_TO BE DONE_
Continue the passage below on MIR Pro's engine and Ambisonics, starting after its final sentence.

== SELECTED PASSAGE ==

Convolution is the most CPU-intensive part of MIR Pro's engine. Only due to a proprietary method we call "Positional IR Prerendering" is it possible to hear the auditory effects of hundreds, sometimes thousands of convolutions in (close to) real time. We'll come back to this a few paragraphs below.
The sampled virtual instruments mostly tax the hard-disk's data throughput and of course the available RAM, which they have to share with the loaded impulse responses. IRs can't be streamed from disk like instrument samples; they have to reside completely in RAM.
Ambisonics is the third cornerstone upon which MIR Pro is founded. Ambisonics is crucial for MIR Pro to work at all, which is why a basic understanding of this advanced audio format will help a lot to grasp MIR Pro's vast possibilities.
Ambisonics relies on a meta-audio-format which is not meant to be listened to directly. It allows for decoding of an almost limitless number of actual audio formats, be it broad or narrow stereo, different surround formats, or any other multi-channel format. By defining "virtual" microphones, a dedicated sonic behaviour can be assigned to each channel: The polar patterns as well as the angles of those microphones with regard to the input signal can be controlled after the actual recording.
To achieve this, an Ambisonics signal has to be based on four channels (W, X, Y, Z) (To be more precise, we would have to distinguish between Ambisonics A (the "raw" recording format) and Ambisonics B (the decodable audio format we are talking about here, derived from the raw Format A). If you want to learn more, please refer to the large amount of online literature concerning this topic [here]](http://en.wikipedia.org/wiki/Ambisonics), and here). The W channel is the signal's non-directional mono component, corresponding to the output of an omni-directional microphone. The X, Y and Z channels are the directional components in three dimensions. If you have an audio-engineering background, you might think of it as "three-dimensional M/S", or even better a "three-dimensional Blumlein" microphone array.

===
== DATA EXCERPTS ==

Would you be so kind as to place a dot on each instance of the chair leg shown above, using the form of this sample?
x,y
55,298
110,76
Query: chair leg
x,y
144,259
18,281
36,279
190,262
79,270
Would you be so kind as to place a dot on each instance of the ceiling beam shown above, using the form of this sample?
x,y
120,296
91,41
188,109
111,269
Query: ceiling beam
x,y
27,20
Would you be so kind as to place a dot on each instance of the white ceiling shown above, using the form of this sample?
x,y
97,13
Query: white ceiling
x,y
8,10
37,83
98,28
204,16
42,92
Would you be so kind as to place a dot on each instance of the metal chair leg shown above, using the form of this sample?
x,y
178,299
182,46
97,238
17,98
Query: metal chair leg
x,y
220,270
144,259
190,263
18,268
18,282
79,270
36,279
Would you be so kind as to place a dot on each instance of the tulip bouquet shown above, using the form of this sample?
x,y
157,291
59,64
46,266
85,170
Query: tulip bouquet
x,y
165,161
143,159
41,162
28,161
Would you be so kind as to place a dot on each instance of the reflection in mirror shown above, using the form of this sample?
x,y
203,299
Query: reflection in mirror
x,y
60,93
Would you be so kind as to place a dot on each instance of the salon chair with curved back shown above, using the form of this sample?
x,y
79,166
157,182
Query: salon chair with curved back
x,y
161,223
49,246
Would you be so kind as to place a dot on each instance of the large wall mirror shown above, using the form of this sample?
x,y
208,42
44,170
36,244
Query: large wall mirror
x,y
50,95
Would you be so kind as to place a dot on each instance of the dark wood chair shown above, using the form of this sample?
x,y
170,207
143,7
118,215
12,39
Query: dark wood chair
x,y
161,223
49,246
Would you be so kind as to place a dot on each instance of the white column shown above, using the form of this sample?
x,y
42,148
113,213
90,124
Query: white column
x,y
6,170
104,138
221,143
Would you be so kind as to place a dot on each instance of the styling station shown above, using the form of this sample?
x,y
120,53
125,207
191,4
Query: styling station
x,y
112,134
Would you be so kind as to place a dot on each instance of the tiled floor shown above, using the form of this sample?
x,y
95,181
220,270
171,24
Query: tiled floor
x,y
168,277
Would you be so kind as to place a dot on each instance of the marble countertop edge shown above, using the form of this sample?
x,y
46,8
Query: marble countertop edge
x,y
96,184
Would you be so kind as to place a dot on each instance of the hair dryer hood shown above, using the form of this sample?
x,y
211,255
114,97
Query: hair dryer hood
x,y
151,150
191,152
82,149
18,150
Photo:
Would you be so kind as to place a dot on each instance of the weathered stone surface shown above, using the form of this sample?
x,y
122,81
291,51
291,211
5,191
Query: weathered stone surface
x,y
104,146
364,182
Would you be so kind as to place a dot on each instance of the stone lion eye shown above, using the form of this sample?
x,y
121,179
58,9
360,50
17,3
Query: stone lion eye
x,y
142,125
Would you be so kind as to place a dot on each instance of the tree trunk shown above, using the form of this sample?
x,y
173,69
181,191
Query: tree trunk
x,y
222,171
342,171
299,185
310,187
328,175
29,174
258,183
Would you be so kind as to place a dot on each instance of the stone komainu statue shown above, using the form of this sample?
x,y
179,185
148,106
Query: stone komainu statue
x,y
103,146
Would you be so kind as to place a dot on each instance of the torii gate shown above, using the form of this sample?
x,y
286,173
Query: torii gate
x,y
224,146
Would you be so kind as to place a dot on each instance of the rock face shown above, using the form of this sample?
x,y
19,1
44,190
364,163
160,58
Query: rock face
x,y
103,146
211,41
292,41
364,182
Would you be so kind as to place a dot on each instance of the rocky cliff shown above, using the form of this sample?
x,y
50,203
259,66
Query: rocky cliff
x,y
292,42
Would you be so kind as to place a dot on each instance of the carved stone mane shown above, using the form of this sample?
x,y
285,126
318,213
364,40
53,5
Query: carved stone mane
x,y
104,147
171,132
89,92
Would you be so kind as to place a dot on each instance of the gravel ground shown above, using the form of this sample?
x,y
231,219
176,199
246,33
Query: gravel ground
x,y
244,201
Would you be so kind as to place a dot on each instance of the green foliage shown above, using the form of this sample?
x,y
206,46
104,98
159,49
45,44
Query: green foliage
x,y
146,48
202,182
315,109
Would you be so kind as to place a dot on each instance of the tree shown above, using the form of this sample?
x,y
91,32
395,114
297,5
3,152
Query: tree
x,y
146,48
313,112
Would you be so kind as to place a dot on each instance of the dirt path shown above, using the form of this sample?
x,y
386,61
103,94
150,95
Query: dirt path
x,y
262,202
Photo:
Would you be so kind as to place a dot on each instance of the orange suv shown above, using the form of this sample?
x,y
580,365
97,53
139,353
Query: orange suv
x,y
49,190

===
== DATA EXCERPTS ==

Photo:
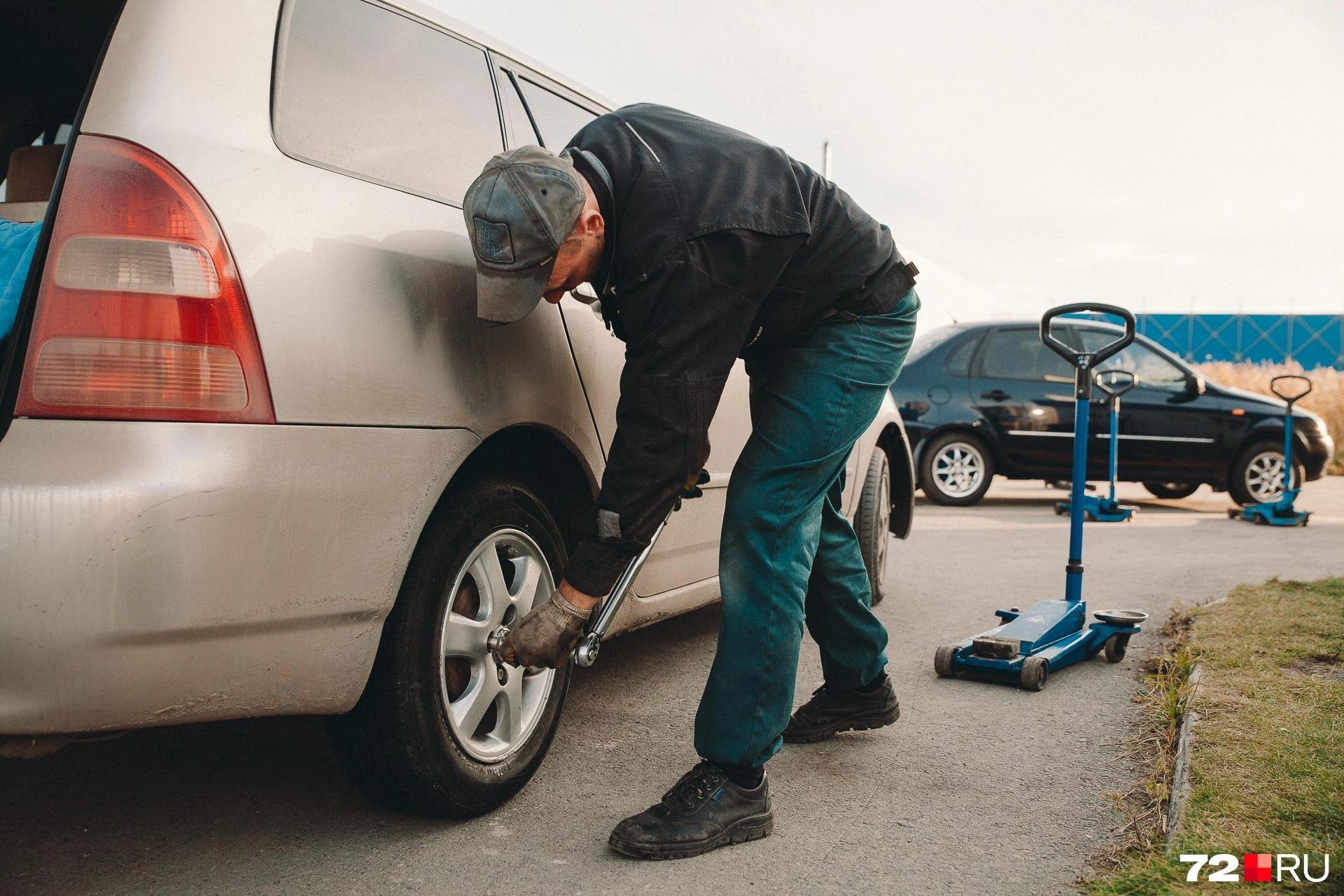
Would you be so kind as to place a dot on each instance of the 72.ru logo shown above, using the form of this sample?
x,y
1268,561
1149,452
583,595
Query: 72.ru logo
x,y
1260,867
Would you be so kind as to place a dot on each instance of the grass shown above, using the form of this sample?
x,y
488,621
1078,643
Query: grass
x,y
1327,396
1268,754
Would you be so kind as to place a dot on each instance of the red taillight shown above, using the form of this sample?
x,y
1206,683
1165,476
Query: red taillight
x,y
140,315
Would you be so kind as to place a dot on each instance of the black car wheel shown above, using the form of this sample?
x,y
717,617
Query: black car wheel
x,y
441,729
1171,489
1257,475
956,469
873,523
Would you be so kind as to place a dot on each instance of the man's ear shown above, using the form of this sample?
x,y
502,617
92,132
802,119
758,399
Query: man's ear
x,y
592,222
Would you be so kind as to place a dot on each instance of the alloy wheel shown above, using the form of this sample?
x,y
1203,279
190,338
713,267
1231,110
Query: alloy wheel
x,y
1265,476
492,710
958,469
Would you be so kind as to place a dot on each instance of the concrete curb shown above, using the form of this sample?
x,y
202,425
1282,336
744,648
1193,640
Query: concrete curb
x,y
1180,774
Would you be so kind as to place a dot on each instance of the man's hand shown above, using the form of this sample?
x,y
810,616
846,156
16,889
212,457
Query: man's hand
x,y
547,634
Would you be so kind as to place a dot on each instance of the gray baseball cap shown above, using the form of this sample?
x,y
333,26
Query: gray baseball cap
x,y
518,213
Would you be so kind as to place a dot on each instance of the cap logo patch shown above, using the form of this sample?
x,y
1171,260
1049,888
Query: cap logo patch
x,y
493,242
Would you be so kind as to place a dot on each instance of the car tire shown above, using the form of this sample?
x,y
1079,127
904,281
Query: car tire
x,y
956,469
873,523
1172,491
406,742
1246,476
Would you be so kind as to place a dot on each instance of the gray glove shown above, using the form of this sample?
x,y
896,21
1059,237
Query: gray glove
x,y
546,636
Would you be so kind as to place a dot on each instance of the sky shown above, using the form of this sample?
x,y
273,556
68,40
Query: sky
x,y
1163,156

===

_THE REPLY_
Ambisonics is a 360-degree, full-sphere sound recording, synthesis, and playback system. It is capable of accurately recording, processing, and playing back sounds from left/right, front/back, and up/down. Incorporating the vertical dimension makes Ambisonics a true periphonic, or surrounding, sound reproduction system instead of an artificial 2D representation spread out over multiple loudspeakers. Ambisonics creates the aural or sonic impression of a physical, three-dimensional space (quote).
To top it all, when using Vienna MIR Pro we are not limited to those spots that were used for impulse recording in the first place. Ambisonics allows for the seamless interpolation of each and every point within the covered area of a stage. Only the so-called off-stage "HotSpots" are limited to a single position.
Positional IR Prerendering and Dynamic Processing
Computers have become incredibly powerful over the years. But when it comes to intensely demanding tasks like convolution, it is still impossible to have more than a thousand of these processes computed in real time – which is a pity, because as we said before the whole MIR Pro concept relies on multi-sampled rooms.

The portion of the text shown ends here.